> [EXERCISE 1]:
Answer these about the beekeeping post:
(a) What was the temperature in the early afternoon of April 3rd?
(b) What color was Matilda marked with?
(c) Where had Queen Anne started laying?
> [EXERCISE 2]: Extend the beekeeping post from the point where it stops.

> [PAGE EXCERPT]:
——————

Monday, 3 April 2017

First Inspection

Well spring is definitely here, today on the April 3rd the temperature was hovering around fifteen degrees early afternoon. So it was time for a full inspection at the Cornerfield Apiary .

But a couple of days earlier I had had my first look in the “Matilda “ Colony which as you will remember is the surviving one down on our Breeze Hill Allotments.
They where all happy, they still had a smidging of Candy Pollen synthetic food left. But with plenty of sealed brood and grubs , Matilda had been very busy and maybe I should have looked a little earlier! Any way we found her trapped her under crown of thorns and marked here with the white colour of last years queens ( 2016). One down three to go!

The first Colony we looked at on the Cornerfield site was Queen Anne's, she had been very busy and again I had been a little late because as you will recall we leave the queen excluder off for the winter so the queen can get to the stores in the “Super”, she had taken full advantage of it and started laying in the super  instead of down in the Brood box where she lives in the summer. But no big problem because what she had laid will all mature and the workers will clean out the cells and fill them with honey. In fact they had already started on one and it had a full one side of honey, some already sealed!

——————

> [GIVEN INFORMATION]:
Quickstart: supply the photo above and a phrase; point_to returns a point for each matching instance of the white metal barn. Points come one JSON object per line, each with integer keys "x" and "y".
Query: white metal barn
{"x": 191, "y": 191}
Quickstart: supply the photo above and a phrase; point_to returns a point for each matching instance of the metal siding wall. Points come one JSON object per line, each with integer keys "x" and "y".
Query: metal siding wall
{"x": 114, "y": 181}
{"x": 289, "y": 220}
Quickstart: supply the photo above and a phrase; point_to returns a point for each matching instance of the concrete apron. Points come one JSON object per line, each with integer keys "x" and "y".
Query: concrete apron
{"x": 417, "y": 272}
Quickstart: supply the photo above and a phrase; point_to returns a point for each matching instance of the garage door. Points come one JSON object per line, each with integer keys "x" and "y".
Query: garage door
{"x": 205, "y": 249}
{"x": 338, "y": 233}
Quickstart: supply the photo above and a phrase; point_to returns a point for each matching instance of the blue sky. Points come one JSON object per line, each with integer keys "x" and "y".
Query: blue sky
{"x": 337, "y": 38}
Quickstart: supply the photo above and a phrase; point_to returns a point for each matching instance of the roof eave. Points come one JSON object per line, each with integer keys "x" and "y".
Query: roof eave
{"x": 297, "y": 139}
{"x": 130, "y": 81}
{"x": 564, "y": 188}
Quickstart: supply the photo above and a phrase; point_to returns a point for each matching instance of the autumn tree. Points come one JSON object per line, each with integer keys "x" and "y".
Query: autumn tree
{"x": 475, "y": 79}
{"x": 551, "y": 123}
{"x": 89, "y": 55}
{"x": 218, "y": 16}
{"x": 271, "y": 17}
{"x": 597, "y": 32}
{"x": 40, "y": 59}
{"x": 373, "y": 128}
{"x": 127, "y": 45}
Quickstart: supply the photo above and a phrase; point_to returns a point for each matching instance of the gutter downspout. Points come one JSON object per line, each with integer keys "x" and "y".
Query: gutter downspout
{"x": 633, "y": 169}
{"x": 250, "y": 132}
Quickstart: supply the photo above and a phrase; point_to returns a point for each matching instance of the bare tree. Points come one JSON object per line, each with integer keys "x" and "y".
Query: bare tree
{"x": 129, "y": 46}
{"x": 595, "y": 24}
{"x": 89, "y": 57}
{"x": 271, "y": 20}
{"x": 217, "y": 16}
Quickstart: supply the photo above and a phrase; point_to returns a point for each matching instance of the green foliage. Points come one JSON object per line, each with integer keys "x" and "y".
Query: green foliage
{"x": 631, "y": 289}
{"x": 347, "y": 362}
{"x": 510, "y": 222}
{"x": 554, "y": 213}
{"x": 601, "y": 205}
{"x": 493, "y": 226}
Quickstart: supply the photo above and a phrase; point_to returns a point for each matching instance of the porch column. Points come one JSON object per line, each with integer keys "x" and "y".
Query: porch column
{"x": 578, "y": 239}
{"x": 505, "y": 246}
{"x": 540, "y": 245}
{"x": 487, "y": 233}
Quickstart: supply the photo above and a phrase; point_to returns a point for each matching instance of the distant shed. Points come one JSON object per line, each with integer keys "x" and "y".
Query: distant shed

——————

> [WRITTEN REPLY 1]:
(a) Around fifteen degrees.
(b) White, the color of the previous year's (2016) queens.
(c) In the super, instead of down in the brood box.

> [WRITTEN REPLY 2]:
When we we then looked in the brood box , for only the third time in five years ( this is the start of my six year) Georgina and I found the her , trapped her under the crown thorns and marked her  with white for 2016.

The next colony was “Victoria” or it should have been, except there was no Victoria! Before we discovered that however we could see that the colony was quote small with very little activity in the “Super” and very little of the food I had put on on my last visit eaten.
But as soon as we started looking in the brood box we came across a charged queen cell. So obviously for unknown reasons the resident queen had been “lost” and because there was some grubs and sealed brood . The colony had started on the road of producing an “emergency” queen. They do this by choosing one of the worker bee grubs and feed it with extra Nectar and Pollen, it then transforms by a minor miracle into another queen . The queen is dead, long live the queen!

The is does mean however that we should not disturb the hive for a month. This will give the new Victoria time to emerge spread here wings and go a get mated and start laying this years brood.

The last hive we looked in was Queen “Elizabeth”, she was a 2015 ( marked blue) queen from a swarm that I had captured from our hosts apple tree. Incredibly this was the largest and most vibrant with about ten frames of busy girls , lots of sealed brood, grubs and some honey being collected. We found our Elizabeth up in the super, so we had to brush he off into the brood box before putting on the excluder. I think this colony will be the first to swarm.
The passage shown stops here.